(WORK REQUIRED)
Your reply should consist of the entries, copied exactly and stripped of images.

(LISTED RECORDS)
____________

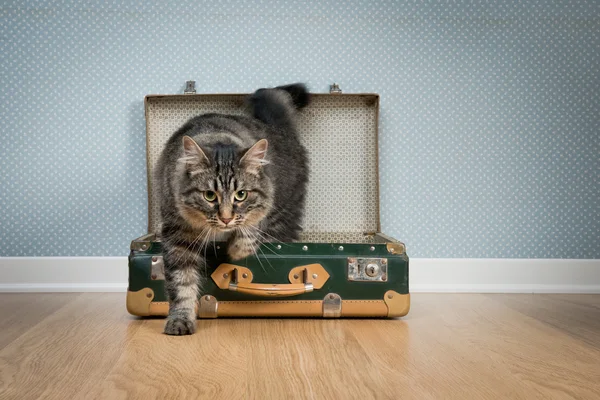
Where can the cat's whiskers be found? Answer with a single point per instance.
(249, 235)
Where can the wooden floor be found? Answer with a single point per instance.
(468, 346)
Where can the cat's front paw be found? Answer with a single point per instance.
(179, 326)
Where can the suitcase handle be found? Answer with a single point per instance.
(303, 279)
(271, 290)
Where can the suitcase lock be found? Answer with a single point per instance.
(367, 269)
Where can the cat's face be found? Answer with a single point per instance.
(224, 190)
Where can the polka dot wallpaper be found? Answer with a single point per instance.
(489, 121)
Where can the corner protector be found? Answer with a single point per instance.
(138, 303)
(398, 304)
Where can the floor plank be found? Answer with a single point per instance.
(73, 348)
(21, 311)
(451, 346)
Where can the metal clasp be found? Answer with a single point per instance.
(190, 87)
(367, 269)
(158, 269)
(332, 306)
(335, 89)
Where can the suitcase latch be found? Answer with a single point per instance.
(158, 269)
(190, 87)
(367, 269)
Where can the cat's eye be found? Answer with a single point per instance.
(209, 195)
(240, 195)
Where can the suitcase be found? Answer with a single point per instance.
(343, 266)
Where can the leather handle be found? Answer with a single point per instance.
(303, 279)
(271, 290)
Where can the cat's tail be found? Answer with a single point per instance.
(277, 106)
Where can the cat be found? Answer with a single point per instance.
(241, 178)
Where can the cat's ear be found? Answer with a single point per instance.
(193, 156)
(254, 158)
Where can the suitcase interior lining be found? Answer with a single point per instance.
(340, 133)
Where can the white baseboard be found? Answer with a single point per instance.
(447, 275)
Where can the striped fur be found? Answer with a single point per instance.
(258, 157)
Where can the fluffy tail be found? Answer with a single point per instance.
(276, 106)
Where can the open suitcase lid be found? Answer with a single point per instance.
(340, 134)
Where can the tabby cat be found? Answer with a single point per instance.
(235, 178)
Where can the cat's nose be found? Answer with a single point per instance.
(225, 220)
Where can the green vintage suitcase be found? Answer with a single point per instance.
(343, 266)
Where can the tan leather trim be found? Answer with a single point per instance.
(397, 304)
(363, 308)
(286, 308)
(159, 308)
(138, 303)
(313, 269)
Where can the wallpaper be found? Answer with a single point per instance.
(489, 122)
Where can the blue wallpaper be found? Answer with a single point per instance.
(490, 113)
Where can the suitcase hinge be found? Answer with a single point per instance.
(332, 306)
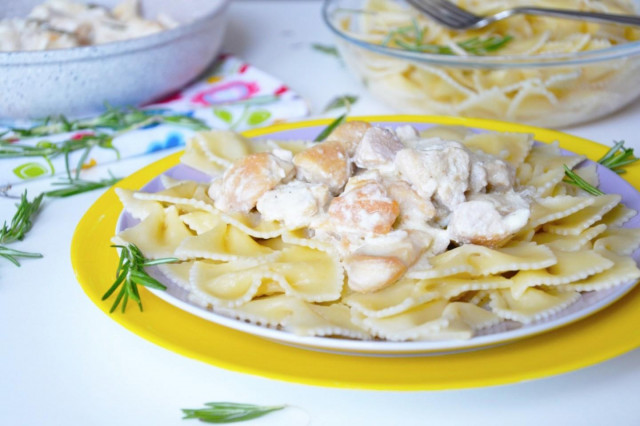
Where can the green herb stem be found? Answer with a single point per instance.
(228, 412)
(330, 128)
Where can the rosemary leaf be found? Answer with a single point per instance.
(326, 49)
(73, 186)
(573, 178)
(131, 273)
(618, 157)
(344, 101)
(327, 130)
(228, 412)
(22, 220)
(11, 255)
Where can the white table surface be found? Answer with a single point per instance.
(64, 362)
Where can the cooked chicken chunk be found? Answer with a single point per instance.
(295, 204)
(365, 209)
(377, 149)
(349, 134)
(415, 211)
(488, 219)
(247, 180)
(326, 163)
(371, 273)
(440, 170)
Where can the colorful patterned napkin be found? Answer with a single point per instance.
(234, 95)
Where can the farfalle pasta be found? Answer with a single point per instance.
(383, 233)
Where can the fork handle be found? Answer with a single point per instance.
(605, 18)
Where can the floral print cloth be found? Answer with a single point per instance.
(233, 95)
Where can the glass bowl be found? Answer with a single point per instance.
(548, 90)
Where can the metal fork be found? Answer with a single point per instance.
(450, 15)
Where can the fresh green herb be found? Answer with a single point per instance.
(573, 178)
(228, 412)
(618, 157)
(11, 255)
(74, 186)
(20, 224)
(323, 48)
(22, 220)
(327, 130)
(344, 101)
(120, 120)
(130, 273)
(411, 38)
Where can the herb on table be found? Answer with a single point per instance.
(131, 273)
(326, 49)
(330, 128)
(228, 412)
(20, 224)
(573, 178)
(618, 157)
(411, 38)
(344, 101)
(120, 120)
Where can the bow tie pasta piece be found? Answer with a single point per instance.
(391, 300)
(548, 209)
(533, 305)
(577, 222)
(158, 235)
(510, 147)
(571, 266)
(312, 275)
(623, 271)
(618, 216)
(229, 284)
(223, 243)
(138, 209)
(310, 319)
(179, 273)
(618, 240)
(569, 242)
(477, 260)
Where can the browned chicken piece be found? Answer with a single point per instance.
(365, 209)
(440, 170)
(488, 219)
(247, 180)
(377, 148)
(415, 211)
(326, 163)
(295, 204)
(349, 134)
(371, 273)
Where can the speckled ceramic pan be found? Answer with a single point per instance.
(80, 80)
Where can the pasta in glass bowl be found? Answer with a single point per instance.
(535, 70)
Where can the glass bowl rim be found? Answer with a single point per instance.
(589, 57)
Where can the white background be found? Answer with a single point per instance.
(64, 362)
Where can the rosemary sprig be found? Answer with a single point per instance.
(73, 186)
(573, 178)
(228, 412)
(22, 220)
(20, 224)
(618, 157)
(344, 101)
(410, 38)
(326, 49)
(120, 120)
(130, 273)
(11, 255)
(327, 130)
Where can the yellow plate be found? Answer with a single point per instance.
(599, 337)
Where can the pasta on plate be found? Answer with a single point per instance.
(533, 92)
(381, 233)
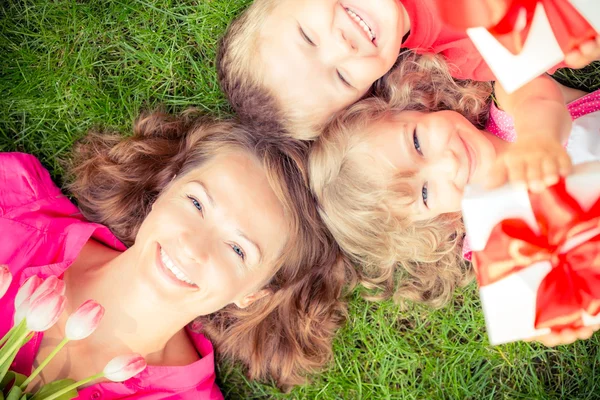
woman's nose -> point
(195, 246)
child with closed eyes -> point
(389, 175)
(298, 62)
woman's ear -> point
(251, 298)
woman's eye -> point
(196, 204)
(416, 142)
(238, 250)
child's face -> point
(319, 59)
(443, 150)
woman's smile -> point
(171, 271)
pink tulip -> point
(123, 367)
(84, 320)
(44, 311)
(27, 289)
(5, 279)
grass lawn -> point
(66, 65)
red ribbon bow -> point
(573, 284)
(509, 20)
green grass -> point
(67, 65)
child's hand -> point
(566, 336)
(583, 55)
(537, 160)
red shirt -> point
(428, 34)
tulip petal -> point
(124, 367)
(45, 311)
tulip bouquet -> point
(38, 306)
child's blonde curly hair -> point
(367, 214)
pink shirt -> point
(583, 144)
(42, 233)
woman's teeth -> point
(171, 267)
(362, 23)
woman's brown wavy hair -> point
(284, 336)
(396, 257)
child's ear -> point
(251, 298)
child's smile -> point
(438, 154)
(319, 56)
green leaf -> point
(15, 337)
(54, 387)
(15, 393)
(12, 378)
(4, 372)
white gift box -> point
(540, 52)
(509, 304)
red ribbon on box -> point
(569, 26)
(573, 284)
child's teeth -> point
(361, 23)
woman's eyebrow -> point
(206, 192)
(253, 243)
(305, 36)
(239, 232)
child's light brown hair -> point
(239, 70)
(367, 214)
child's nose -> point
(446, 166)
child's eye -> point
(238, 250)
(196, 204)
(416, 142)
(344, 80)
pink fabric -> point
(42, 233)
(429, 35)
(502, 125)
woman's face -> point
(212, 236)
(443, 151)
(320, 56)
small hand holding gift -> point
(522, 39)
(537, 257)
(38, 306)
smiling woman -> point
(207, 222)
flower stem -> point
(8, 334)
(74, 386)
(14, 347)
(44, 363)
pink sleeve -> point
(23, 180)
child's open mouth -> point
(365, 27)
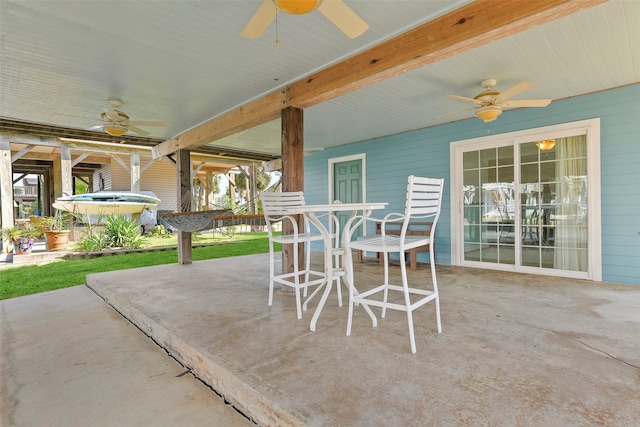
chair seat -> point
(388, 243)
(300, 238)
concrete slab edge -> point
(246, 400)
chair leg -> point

____________

(SOLUTION)
Where can the cat's whiskers be found? Answer with a single point per instance.
(249, 235)
Where can the wooden floor be found? Answer with a single point per instance.
(468, 346)
Where can the cat's front paw be found? Answer with a single point per instance.
(179, 326)
Where can the suitcase handle be found? Answer with a single point per instance.
(303, 279)
(271, 290)
Where can the suitcase lock be found? Answer with a single point per instance.
(367, 269)
Where can the cat's face be found? Answer with a single point per instance.
(224, 190)
Where can the polka dot wallpaper be found? Answer with a single point per instance.
(489, 121)
Where can the corner protector be found? Answer with a single point per instance.
(138, 303)
(398, 304)
Where can the floor plank be found? Answer with a single point per instance.
(73, 348)
(21, 311)
(451, 346)
Where can the metal clasp be found? Answer with a single point per instance.
(190, 87)
(367, 269)
(158, 269)
(332, 306)
(335, 89)
Where can the suitcase latch be found? Answer with a single point per instance.
(158, 269)
(190, 87)
(367, 269)
Where can the cat's eye be found? Answer with a single point per instance.
(209, 195)
(240, 195)
Where can the suitcase be found? Answer with a single point per instance.
(343, 266)
Where can the leather handle be found? Answer with a single point per instance.
(303, 279)
(271, 290)
Where can the cat's tail be found? Answer with a single point per instance.
(277, 106)
Where can the cat be found? Answer with a single point per instance.
(241, 178)
Where can the cat's ear be found? Answer with a single point per instance.
(193, 156)
(254, 158)
Where can the suitcase interior lining be found? Answer with a single point per instance.
(340, 133)
Where can the white baseboard be found? Answer with a single point per instance.
(447, 275)
Where can the striped fur be found? Answer with a single point per instance.
(258, 157)
Where can the fluffy tail be found? Answer with a single point per instance.
(276, 106)
Where can the open suitcase lid be found? Answer with a single point per instance.
(340, 134)
Where can the tabby cat be found? Answer with a single point per instance.
(235, 178)
Where can the cat's nose be found? Answer with a single point per instance.
(225, 220)
Where can the green vintage suitcase be found? Answer with a single point per instance.
(343, 266)
Where can the tan leather trim be found? Answer with a single point per instance.
(397, 304)
(363, 308)
(286, 308)
(159, 308)
(138, 303)
(313, 269)
Where can the wallpaper be found? Answer with a single point per instance.
(489, 122)
Where can the blue wallpaper be found? Answer with a single point per instance.
(490, 113)
Where can the suitcase hinge be found? Answer with a single point per instance.
(332, 306)
Where can the green herb stem be found? Answer with a single point per instance.
(228, 412)
(330, 128)
Where can the rosemary leaf be found? Answer with a single point per instance.
(326, 49)
(73, 186)
(573, 178)
(131, 273)
(618, 157)
(344, 101)
(327, 130)
(228, 412)
(22, 220)
(11, 255)
Where can the white table surface be found? Answer with a single point per instance.
(64, 362)
Where can the cooked chicken chunk be found? Answer with a single point per instance.
(295, 204)
(365, 209)
(377, 149)
(349, 134)
(415, 211)
(488, 219)
(247, 180)
(326, 163)
(371, 273)
(440, 170)
Where can the colorful patterned napkin be found? Answer with a single point per instance.
(234, 95)
Where can the farfalle pasta be found? Answer with a single point per instance.
(383, 233)
Where can the fork handle be found? Answer with a single point per instance.
(605, 18)
Where can the floral print cloth be found? Answer with a single point per instance.
(233, 95)
Where can the glass bowl be found? Answer with a single point per instance.
(548, 90)
Where can the metal fork be found? Answer with a single point per instance.
(450, 15)
Where can the fresh green herb be found? Answer with a single point per instance.
(573, 178)
(228, 412)
(618, 157)
(11, 255)
(74, 186)
(20, 224)
(323, 48)
(22, 220)
(327, 130)
(344, 101)
(120, 120)
(130, 273)
(411, 38)
Where can the herb on table be found? Answer with a single point per instance.
(131, 273)
(326, 49)
(330, 128)
(228, 412)
(20, 224)
(573, 178)
(618, 157)
(411, 38)
(344, 101)
(120, 120)
Where can the bow tie pasta piece be found? Answer with a single point per instance.
(391, 300)
(548, 209)
(533, 305)
(577, 222)
(158, 235)
(510, 147)
(571, 266)
(312, 275)
(623, 271)
(618, 216)
(229, 284)
(223, 243)
(138, 209)
(310, 319)
(179, 273)
(618, 240)
(569, 242)
(477, 260)
Where can the browned chicken piece be found? Answer with a single point per instance.
(365, 209)
(440, 170)
(488, 219)
(247, 180)
(377, 148)
(415, 211)
(326, 163)
(295, 204)
(349, 134)
(371, 273)
Where can the speckled ceramic pan be found? Answer with a single point per instance.
(80, 80)
Where can the pasta in glass bowl be found? Answer with a single point per instance.
(535, 70)
Where can the glass bowl rim be found? Answer with a single point per instance.
(589, 57)
Where can the white background be found? Answer with a single point per instance.
(64, 362)
Where can the rosemary sprig be found? Answer with a single point per instance.
(73, 186)
(573, 178)
(228, 412)
(22, 220)
(20, 224)
(618, 157)
(344, 101)
(410, 38)
(326, 49)
(120, 120)
(130, 273)
(11, 255)
(327, 130)
Where can the yellow plate be found? Answer with a single point per instance.
(599, 337)
Where can the pasta on plate be found? Answer with a single point per instance.
(533, 92)
(381, 233)
woman's nose -> point
(195, 246)
child with closed eyes -> point
(389, 175)
(298, 62)
woman's ear -> point
(251, 298)
woman's eye -> point
(196, 204)
(416, 142)
(238, 250)
child's face -> point
(319, 59)
(443, 150)
woman's smile -> point
(171, 271)
pink tulip -> point
(123, 367)
(84, 320)
(44, 311)
(27, 289)
(5, 279)
grass lawn -> point
(66, 65)
red ribbon bow -> point
(573, 284)
(509, 20)
green grass -> point
(67, 65)
child's hand -> point
(566, 336)
(583, 55)
(537, 160)
red shirt -> point
(428, 34)
tulip petal -> point
(124, 367)
(45, 311)
tulip bouquet -> point
(38, 306)
child's blonde curly hair -> point
(367, 214)
pink shirt -> point
(583, 144)
(42, 233)
woman's teeth -> point
(171, 267)
(362, 23)
woman's brown wavy hair -> point
(284, 336)
(396, 257)
child's ear -> point
(251, 298)
child's smile -> point
(438, 154)
(319, 56)
green leaf -> point
(15, 337)
(54, 387)
(15, 393)
(12, 378)
(4, 372)
white gift box -> point
(540, 52)
(509, 304)
red ribbon on box -> point
(569, 26)
(573, 284)
child's teeth -> point
(361, 23)
woman's eyebrow -> point
(206, 192)
(253, 243)
(305, 36)
(239, 232)
child's light brown hair -> point
(239, 70)
(367, 214)
child's nose -> point
(446, 166)
child's eye -> point
(238, 250)
(196, 204)
(416, 142)
(344, 80)
pink fabric -> point
(42, 233)
(429, 35)
(502, 125)
woman's face -> point
(212, 236)
(443, 151)
(320, 56)
small hand holding gift -> point
(522, 39)
(537, 257)
(38, 306)
smiling woman -> point
(207, 222)
flower stem -> point
(8, 334)
(74, 386)
(14, 347)
(44, 363)
pink sleeve -> point
(23, 180)
child's open mouth -> point
(365, 27)
chair seat -> point
(388, 243)
(300, 238)
concrete slab edge -> point
(246, 400)
chair leg -> point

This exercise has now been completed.